[EXERCISE REQUIREMENTS]:
Reproduce exactly the lines below, starting with the line that contains "of the grass." and ending with the last line of the records, both included, and nothing else.

Position annotation records
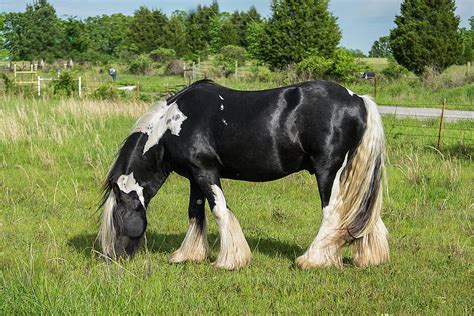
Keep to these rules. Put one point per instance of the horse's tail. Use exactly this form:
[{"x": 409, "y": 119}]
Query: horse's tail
[{"x": 361, "y": 193}]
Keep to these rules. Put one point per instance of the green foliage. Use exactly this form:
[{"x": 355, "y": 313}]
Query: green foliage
[
  {"x": 65, "y": 85},
  {"x": 229, "y": 55},
  {"x": 314, "y": 67},
  {"x": 467, "y": 43},
  {"x": 35, "y": 33},
  {"x": 107, "y": 37},
  {"x": 8, "y": 84},
  {"x": 147, "y": 30},
  {"x": 344, "y": 66},
  {"x": 142, "y": 64},
  {"x": 174, "y": 67},
  {"x": 176, "y": 31},
  {"x": 3, "y": 51},
  {"x": 394, "y": 70},
  {"x": 162, "y": 54},
  {"x": 426, "y": 35},
  {"x": 381, "y": 48},
  {"x": 298, "y": 29},
  {"x": 106, "y": 91}
]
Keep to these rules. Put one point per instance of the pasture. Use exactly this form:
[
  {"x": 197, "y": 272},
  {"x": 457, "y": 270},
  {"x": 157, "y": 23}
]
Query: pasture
[{"x": 54, "y": 156}]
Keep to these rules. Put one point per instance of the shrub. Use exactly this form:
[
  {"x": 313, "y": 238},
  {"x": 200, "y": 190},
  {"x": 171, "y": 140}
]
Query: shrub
[
  {"x": 394, "y": 70},
  {"x": 313, "y": 67},
  {"x": 162, "y": 54},
  {"x": 141, "y": 65},
  {"x": 344, "y": 66},
  {"x": 65, "y": 84},
  {"x": 228, "y": 56},
  {"x": 174, "y": 67},
  {"x": 107, "y": 91}
]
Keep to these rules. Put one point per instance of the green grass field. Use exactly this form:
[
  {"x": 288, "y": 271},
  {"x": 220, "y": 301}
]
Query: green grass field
[
  {"x": 454, "y": 84},
  {"x": 55, "y": 154}
]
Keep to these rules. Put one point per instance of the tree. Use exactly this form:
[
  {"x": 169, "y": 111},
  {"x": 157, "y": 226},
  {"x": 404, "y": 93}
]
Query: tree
[
  {"x": 147, "y": 30},
  {"x": 381, "y": 48},
  {"x": 176, "y": 28},
  {"x": 3, "y": 51},
  {"x": 426, "y": 35},
  {"x": 297, "y": 29},
  {"x": 35, "y": 33},
  {"x": 199, "y": 34},
  {"x": 468, "y": 43}
]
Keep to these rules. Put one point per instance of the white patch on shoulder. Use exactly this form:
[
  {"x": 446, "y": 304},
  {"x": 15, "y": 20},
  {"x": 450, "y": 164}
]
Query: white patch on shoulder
[
  {"x": 158, "y": 120},
  {"x": 127, "y": 184}
]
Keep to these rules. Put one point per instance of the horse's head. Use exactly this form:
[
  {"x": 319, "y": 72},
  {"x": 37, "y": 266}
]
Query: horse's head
[{"x": 124, "y": 218}]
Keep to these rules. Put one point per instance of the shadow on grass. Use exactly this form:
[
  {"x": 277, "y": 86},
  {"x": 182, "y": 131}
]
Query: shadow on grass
[{"x": 167, "y": 243}]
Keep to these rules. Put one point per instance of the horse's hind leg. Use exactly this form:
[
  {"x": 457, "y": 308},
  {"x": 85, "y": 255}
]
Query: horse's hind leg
[
  {"x": 234, "y": 250},
  {"x": 194, "y": 246},
  {"x": 326, "y": 248}
]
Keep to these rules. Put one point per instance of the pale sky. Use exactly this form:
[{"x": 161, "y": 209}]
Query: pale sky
[{"x": 361, "y": 21}]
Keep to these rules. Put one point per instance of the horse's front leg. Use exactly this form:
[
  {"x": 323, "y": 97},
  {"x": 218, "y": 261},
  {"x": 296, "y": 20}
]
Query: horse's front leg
[
  {"x": 194, "y": 246},
  {"x": 234, "y": 250}
]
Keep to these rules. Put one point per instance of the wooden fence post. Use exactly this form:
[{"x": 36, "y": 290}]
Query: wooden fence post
[
  {"x": 441, "y": 122},
  {"x": 80, "y": 87},
  {"x": 39, "y": 86}
]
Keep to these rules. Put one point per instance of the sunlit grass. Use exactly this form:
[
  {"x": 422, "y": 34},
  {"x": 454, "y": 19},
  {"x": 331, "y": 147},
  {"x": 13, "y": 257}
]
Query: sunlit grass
[{"x": 55, "y": 154}]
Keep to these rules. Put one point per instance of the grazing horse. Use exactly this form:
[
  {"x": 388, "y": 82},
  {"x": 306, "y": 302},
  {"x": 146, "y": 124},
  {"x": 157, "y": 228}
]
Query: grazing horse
[{"x": 207, "y": 132}]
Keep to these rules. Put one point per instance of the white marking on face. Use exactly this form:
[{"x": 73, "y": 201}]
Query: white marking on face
[
  {"x": 158, "y": 120},
  {"x": 127, "y": 184}
]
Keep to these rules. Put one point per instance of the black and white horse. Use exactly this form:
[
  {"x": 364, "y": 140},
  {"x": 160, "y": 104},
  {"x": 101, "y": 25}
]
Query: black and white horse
[{"x": 207, "y": 132}]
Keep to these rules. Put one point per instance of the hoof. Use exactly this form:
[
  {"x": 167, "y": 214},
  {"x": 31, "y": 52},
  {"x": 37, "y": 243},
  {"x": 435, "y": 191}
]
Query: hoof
[
  {"x": 236, "y": 262},
  {"x": 304, "y": 262},
  {"x": 193, "y": 256}
]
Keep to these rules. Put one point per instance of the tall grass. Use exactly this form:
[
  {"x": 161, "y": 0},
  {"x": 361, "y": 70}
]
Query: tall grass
[{"x": 54, "y": 156}]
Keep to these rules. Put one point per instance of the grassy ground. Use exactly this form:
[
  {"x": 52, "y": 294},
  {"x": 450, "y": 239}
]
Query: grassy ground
[
  {"x": 54, "y": 155},
  {"x": 453, "y": 84}
]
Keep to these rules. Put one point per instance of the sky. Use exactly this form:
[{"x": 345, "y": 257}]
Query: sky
[{"x": 361, "y": 21}]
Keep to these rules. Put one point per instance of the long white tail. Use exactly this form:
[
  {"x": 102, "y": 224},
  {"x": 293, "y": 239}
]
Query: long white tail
[{"x": 361, "y": 193}]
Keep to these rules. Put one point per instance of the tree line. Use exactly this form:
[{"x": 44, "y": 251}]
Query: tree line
[{"x": 426, "y": 35}]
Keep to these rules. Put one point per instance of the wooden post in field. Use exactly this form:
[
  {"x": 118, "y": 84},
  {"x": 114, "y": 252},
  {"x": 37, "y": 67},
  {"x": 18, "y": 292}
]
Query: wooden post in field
[
  {"x": 441, "y": 122},
  {"x": 375, "y": 87},
  {"x": 39, "y": 86},
  {"x": 80, "y": 87}
]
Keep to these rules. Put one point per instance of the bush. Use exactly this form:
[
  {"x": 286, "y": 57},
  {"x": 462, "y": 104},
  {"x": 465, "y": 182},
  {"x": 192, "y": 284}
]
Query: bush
[
  {"x": 65, "y": 84},
  {"x": 394, "y": 70},
  {"x": 107, "y": 91},
  {"x": 229, "y": 55},
  {"x": 344, "y": 66},
  {"x": 162, "y": 54},
  {"x": 313, "y": 67},
  {"x": 141, "y": 65},
  {"x": 174, "y": 67}
]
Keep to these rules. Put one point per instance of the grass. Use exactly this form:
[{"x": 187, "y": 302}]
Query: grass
[
  {"x": 454, "y": 84},
  {"x": 54, "y": 155}
]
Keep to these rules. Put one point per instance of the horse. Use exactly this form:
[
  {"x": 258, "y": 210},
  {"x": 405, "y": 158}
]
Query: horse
[{"x": 207, "y": 132}]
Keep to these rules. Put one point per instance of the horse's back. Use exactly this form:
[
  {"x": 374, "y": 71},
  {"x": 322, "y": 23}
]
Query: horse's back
[{"x": 264, "y": 135}]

[EXERCISE ANSWER]:
Keep to these rules. Put one point per instance of the grass. Use exactly this form:
[{"x": 187, "y": 302}]
Query: grass
[
  {"x": 454, "y": 84},
  {"x": 54, "y": 155}
]
Keep to these rules. Put one point per instance of the horse. Use exactly this form:
[
  {"x": 258, "y": 210},
  {"x": 405, "y": 158}
]
Query: horse
[{"x": 207, "y": 132}]
Keep to these rules. Put one point per instance of the horse's back. Use exactly this form:
[
  {"x": 374, "y": 71},
  {"x": 322, "y": 23}
]
Query: horse's back
[{"x": 264, "y": 135}]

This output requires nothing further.